Supplied data:
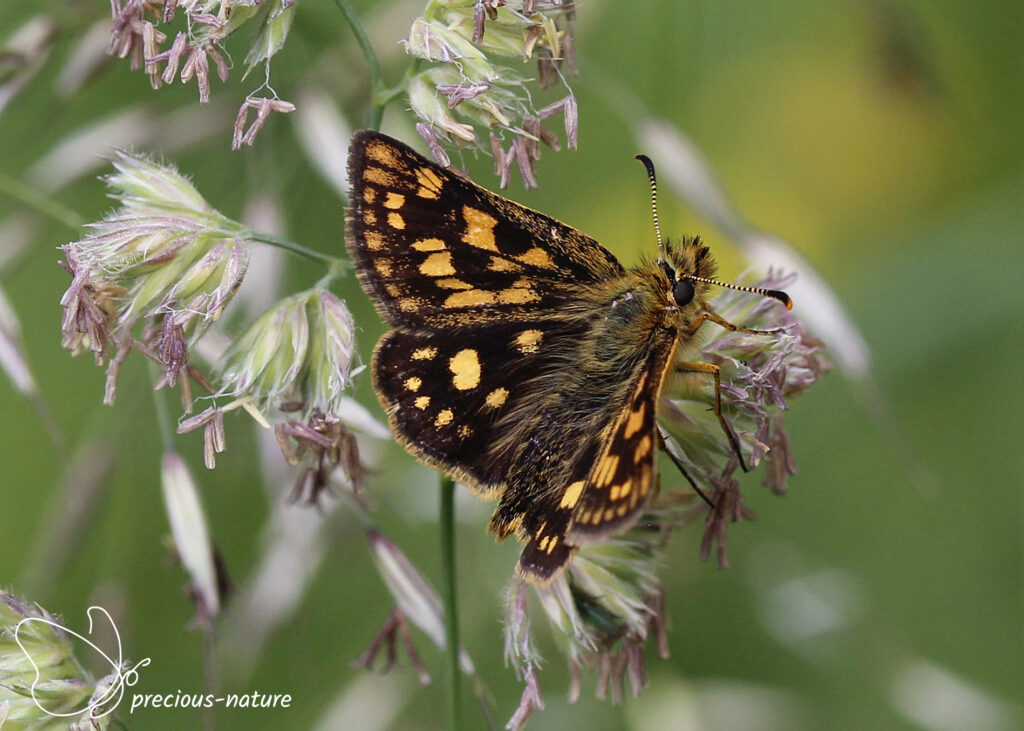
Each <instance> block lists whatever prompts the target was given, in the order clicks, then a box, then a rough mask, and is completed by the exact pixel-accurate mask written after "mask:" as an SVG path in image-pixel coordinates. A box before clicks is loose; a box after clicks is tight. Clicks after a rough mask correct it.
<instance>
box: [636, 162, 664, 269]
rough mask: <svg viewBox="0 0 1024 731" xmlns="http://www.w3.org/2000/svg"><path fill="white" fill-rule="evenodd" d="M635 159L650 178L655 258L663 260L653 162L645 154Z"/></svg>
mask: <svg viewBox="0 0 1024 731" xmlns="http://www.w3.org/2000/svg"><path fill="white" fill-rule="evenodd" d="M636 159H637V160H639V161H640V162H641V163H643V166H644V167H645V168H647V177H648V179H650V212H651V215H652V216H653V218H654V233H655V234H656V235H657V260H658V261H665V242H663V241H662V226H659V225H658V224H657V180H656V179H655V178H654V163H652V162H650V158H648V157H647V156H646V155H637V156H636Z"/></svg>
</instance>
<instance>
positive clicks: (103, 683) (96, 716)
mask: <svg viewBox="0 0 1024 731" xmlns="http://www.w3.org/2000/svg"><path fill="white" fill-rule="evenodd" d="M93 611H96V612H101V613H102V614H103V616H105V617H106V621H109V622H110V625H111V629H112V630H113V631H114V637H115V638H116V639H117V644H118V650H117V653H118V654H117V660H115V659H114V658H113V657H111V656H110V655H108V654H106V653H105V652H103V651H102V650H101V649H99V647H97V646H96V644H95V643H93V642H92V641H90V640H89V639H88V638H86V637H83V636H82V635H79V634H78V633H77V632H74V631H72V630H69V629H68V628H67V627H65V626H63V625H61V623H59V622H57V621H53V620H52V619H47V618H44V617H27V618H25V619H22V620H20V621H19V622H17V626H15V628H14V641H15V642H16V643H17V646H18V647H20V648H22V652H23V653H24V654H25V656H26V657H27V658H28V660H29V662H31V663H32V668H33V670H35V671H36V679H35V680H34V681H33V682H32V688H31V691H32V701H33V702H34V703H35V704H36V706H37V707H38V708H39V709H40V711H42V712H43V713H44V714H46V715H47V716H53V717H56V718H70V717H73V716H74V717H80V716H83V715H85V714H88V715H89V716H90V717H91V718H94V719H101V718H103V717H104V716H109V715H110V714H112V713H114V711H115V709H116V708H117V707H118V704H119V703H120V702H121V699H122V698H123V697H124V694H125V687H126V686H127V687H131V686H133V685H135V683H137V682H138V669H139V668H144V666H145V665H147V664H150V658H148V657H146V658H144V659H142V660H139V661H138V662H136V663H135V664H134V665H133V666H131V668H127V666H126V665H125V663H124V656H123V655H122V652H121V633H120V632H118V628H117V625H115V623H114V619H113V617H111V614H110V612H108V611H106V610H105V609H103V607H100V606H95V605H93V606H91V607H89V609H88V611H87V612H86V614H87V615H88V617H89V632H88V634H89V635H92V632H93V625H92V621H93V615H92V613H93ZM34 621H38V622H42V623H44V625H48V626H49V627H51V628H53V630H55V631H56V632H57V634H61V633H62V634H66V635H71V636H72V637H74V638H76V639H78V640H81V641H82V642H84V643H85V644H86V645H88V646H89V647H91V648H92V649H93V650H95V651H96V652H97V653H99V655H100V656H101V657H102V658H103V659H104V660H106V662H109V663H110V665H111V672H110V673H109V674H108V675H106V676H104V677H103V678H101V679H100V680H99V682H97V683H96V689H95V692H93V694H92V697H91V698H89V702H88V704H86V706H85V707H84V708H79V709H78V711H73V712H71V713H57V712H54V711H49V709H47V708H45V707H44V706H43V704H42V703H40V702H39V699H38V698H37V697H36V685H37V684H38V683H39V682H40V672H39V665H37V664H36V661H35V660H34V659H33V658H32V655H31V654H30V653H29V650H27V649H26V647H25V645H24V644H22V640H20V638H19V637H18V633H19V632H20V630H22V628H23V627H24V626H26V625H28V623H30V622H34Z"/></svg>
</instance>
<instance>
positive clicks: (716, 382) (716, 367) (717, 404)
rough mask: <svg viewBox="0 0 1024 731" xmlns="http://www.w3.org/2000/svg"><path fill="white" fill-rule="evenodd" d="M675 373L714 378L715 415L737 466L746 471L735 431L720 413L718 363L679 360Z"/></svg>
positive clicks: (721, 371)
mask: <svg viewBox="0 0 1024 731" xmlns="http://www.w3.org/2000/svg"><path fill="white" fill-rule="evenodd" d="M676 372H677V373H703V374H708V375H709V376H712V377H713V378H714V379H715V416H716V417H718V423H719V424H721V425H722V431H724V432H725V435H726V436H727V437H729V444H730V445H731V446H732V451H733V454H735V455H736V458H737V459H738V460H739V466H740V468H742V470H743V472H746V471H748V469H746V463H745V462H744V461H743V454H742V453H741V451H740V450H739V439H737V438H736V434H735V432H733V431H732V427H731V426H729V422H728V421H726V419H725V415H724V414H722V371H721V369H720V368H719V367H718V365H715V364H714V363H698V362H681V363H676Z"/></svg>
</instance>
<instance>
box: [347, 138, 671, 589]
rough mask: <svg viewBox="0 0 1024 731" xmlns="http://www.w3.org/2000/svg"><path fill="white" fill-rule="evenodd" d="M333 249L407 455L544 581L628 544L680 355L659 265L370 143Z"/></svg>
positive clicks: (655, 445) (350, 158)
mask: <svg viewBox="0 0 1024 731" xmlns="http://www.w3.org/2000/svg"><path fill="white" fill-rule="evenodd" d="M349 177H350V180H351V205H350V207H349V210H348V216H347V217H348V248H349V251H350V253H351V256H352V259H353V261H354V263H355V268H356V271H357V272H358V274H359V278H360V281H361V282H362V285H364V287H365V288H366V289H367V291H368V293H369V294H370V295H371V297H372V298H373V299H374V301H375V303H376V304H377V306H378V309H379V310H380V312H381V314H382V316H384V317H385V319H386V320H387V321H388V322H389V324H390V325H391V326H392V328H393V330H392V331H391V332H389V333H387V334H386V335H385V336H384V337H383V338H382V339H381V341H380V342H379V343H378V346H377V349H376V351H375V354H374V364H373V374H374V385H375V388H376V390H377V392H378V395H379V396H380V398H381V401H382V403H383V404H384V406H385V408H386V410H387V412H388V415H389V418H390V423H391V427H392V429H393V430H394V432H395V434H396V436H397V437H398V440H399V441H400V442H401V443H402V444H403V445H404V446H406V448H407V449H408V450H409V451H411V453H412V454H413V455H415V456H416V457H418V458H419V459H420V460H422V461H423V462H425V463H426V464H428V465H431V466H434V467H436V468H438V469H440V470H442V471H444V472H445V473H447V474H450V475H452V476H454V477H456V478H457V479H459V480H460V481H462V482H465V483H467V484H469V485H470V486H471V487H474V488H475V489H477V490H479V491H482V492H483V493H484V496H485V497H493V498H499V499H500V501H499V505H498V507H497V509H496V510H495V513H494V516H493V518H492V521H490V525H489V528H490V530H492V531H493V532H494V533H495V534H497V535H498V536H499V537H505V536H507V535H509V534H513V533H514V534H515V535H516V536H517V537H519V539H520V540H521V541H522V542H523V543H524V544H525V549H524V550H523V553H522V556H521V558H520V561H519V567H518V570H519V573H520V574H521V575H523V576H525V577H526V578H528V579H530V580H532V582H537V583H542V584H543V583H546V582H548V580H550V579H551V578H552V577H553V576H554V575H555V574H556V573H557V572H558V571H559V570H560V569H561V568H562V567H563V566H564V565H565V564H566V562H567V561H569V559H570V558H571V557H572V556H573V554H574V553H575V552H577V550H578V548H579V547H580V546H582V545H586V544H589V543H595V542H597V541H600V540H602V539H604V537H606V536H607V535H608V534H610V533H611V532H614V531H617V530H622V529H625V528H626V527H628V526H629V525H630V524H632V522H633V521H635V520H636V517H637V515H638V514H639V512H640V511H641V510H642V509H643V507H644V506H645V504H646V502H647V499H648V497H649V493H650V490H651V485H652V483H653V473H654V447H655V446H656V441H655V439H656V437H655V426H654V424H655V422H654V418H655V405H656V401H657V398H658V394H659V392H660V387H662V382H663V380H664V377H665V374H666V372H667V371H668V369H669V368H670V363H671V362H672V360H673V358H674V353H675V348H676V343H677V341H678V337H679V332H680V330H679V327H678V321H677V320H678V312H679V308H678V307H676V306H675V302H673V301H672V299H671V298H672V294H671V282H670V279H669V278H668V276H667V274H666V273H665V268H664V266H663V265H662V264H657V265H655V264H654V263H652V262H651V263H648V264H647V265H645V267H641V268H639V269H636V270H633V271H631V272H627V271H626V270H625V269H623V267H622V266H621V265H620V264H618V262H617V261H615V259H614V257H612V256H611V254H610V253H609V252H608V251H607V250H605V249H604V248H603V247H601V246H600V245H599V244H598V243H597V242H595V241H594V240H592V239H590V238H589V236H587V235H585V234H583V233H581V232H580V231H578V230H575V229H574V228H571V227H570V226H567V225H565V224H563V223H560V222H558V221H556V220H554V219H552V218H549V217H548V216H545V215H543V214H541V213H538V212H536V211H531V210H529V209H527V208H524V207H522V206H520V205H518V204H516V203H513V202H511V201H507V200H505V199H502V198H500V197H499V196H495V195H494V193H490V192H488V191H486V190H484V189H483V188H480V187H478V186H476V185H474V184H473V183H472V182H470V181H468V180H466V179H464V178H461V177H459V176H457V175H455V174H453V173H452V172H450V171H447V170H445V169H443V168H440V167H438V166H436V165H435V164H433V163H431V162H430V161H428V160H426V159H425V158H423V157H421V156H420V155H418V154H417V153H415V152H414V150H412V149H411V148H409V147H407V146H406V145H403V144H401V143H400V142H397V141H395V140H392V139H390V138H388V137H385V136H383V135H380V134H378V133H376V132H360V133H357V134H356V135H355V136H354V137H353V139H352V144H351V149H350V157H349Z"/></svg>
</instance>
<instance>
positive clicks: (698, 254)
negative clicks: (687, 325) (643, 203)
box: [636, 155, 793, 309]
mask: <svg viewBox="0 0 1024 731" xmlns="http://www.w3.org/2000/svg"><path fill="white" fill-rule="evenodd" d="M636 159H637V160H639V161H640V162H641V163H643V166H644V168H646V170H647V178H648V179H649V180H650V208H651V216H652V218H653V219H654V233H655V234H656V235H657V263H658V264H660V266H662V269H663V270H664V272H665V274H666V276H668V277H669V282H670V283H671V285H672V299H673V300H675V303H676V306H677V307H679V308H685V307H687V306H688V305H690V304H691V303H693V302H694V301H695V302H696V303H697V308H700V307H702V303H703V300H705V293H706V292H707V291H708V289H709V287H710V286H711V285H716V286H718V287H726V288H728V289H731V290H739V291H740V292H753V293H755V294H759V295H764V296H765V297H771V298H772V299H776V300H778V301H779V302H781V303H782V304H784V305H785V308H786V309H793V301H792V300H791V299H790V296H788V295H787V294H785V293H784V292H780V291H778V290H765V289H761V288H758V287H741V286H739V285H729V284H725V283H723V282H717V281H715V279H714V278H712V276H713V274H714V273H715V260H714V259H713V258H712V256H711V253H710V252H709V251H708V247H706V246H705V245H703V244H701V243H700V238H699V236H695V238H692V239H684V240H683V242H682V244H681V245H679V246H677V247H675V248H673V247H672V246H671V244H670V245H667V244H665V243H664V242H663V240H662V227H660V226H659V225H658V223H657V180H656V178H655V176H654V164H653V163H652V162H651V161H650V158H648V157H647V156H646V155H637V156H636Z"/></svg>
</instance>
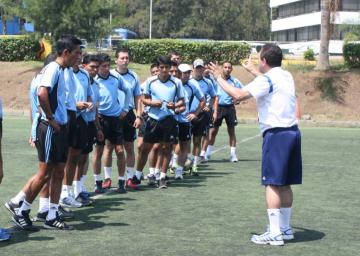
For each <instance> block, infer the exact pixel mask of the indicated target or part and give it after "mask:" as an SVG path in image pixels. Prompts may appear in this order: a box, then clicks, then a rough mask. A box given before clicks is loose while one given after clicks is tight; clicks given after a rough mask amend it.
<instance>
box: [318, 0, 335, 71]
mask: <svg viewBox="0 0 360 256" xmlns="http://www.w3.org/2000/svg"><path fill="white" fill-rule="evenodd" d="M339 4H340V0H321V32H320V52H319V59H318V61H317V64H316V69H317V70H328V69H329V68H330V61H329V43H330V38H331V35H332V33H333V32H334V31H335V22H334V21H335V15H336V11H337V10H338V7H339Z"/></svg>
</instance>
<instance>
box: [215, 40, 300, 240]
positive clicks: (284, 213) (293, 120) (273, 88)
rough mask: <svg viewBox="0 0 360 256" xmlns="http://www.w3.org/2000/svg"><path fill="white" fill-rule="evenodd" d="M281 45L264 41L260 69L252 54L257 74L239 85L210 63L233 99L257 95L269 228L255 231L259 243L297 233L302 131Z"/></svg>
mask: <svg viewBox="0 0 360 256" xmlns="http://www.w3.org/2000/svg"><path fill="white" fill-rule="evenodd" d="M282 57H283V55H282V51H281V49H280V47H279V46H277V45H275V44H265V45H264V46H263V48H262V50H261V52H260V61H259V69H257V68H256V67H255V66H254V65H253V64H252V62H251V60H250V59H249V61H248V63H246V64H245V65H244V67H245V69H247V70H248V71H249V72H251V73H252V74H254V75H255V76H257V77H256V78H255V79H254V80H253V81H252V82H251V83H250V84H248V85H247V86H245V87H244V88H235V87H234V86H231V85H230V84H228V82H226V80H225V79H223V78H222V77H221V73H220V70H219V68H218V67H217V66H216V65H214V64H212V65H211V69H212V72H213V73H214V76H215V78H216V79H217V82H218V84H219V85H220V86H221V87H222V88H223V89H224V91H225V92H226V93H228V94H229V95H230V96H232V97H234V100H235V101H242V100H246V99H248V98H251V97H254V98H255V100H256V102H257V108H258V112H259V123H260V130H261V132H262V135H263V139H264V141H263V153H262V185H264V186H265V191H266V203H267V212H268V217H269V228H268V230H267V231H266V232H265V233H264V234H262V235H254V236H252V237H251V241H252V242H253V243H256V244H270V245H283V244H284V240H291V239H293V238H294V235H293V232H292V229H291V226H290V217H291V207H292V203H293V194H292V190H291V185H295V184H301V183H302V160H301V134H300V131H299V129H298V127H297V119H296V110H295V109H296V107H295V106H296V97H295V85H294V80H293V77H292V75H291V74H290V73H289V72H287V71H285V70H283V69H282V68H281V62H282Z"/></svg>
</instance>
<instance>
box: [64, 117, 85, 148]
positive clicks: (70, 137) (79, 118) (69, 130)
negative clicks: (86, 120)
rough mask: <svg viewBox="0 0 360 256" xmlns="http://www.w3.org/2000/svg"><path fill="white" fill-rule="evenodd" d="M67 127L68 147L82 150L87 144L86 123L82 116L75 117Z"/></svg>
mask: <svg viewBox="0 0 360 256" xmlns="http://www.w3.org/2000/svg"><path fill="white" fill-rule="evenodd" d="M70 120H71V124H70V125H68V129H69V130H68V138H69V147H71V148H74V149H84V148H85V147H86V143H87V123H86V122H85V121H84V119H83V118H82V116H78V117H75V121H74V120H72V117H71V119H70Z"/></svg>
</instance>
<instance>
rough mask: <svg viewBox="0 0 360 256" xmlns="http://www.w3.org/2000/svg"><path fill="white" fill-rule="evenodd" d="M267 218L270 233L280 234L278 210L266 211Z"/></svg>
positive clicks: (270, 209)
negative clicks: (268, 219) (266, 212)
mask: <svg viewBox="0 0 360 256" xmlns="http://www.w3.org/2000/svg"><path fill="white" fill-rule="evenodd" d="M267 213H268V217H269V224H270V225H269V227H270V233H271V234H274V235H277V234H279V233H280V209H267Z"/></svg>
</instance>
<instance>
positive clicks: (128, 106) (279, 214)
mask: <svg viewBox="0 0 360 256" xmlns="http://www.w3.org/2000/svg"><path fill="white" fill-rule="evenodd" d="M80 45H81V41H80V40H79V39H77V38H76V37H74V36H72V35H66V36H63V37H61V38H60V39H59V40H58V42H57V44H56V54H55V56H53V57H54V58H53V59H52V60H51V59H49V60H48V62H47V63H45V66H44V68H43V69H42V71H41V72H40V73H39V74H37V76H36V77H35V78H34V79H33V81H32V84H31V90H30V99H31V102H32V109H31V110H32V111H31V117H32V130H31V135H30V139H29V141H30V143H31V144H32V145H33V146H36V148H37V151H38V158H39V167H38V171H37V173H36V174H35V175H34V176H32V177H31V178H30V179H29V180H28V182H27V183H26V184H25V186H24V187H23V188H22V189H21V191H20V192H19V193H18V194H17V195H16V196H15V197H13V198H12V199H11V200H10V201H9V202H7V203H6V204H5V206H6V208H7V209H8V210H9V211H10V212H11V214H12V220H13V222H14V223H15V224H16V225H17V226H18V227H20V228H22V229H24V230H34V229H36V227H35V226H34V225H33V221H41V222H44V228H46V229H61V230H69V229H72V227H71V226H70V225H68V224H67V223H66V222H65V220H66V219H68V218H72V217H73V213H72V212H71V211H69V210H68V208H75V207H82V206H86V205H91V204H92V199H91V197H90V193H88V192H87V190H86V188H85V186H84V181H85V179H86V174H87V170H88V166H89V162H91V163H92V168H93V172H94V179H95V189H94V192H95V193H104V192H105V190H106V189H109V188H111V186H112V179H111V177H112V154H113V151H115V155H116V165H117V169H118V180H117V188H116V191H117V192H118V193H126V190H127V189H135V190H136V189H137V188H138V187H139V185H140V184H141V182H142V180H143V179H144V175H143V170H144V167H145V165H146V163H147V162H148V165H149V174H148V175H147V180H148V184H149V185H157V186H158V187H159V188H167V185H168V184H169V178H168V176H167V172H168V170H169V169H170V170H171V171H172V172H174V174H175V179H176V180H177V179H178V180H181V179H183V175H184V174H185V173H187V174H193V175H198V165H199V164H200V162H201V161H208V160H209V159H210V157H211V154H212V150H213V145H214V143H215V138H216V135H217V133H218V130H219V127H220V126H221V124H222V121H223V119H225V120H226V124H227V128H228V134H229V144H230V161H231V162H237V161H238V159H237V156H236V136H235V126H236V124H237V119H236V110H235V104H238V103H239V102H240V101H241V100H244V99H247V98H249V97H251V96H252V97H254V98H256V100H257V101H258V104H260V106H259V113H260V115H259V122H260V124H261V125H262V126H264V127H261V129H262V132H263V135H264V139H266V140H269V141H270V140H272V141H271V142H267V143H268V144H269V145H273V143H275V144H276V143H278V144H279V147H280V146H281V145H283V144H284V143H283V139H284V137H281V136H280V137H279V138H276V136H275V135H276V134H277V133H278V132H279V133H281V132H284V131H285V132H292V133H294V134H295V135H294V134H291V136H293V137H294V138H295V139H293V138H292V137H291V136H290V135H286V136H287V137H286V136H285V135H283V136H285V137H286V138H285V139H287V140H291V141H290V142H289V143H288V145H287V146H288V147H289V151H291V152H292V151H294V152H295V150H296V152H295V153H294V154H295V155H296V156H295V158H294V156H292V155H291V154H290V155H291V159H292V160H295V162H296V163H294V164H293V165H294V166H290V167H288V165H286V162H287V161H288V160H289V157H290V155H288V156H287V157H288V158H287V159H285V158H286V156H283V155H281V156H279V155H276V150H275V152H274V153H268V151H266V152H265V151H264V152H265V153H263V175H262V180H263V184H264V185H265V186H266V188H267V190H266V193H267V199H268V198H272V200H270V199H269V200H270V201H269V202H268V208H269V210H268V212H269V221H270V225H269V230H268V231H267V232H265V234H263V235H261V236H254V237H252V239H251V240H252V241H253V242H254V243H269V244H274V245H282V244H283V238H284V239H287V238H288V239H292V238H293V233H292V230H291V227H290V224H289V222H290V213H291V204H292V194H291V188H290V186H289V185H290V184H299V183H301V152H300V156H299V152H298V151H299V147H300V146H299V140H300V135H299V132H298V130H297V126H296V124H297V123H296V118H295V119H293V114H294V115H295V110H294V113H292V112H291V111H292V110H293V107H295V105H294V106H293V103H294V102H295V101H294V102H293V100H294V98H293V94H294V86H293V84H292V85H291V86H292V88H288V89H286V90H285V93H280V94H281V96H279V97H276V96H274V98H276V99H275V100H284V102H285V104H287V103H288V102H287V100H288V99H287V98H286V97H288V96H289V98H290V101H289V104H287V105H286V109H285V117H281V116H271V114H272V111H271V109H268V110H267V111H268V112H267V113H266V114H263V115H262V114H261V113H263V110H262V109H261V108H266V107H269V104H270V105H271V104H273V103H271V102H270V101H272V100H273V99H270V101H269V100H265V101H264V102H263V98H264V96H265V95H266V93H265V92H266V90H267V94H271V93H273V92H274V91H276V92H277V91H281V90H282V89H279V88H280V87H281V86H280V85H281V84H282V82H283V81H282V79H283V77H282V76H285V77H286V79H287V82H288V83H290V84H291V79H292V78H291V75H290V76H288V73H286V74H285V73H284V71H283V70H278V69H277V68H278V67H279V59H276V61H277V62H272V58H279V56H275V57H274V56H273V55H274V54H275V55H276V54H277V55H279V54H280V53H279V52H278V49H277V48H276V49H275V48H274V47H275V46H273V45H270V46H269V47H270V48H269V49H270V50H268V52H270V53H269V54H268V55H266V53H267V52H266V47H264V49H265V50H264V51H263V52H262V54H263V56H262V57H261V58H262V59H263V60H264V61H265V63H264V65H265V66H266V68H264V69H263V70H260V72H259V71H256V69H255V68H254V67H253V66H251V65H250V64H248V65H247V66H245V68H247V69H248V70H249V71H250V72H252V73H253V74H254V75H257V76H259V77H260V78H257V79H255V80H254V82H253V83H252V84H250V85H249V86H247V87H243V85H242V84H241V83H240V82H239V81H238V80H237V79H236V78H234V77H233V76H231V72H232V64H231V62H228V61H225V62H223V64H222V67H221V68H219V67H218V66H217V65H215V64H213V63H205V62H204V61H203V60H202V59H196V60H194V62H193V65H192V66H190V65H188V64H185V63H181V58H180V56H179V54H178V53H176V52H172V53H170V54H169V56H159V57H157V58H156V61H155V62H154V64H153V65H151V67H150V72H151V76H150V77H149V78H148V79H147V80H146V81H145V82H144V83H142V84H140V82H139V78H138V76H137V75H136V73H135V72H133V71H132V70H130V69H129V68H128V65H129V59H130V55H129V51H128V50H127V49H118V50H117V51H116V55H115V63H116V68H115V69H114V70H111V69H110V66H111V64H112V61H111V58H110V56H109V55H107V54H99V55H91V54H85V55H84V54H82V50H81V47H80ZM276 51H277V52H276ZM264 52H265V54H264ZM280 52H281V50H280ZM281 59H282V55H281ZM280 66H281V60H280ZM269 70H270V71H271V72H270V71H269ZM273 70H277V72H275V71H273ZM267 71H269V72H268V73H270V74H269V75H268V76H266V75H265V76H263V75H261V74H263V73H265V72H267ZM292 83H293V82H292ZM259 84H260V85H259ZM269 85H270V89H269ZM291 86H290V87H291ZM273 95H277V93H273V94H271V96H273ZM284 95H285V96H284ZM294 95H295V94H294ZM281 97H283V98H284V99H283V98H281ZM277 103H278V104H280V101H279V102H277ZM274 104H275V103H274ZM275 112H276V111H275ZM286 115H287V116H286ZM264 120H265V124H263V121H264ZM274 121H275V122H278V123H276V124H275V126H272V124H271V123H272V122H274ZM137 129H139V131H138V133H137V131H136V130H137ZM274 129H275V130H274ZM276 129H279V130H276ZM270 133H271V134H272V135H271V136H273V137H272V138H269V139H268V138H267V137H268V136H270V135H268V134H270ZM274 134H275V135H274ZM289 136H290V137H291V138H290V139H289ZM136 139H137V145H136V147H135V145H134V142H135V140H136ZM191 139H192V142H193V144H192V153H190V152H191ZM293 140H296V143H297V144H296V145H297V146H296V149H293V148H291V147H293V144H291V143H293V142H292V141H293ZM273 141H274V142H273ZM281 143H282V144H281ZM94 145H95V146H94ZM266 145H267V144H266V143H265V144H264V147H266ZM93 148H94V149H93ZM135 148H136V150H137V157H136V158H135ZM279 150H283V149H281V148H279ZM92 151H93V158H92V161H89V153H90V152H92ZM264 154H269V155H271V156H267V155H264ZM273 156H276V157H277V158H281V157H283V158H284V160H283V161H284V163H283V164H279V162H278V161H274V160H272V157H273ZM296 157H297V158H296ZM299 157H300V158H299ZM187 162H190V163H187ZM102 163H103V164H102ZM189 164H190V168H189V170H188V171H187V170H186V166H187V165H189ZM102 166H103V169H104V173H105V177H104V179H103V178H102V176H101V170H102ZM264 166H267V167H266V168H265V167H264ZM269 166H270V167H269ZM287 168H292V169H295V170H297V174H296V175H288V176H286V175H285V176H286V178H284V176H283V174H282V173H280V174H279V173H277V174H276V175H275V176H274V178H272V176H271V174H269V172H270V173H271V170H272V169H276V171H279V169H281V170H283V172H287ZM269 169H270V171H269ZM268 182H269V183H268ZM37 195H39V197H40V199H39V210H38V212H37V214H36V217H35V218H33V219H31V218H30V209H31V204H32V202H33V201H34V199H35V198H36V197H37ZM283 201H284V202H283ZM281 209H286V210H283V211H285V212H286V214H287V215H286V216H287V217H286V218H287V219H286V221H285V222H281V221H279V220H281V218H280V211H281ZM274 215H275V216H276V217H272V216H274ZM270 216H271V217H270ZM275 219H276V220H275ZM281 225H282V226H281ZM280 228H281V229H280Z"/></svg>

About this task: Report how many lines of the records contain the string "loose". Give only the number.

Exercise answer: 2